# Data for the task
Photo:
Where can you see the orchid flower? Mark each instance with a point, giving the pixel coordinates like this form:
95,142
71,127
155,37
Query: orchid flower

# Work item
Copy out the material above in full.

# Solved exercise
Photo:
Where can you see the orchid flower? Mark each instance with a point, giving the pixel coordinates like this form:
95,142
71,127
155,37
Query: orchid flower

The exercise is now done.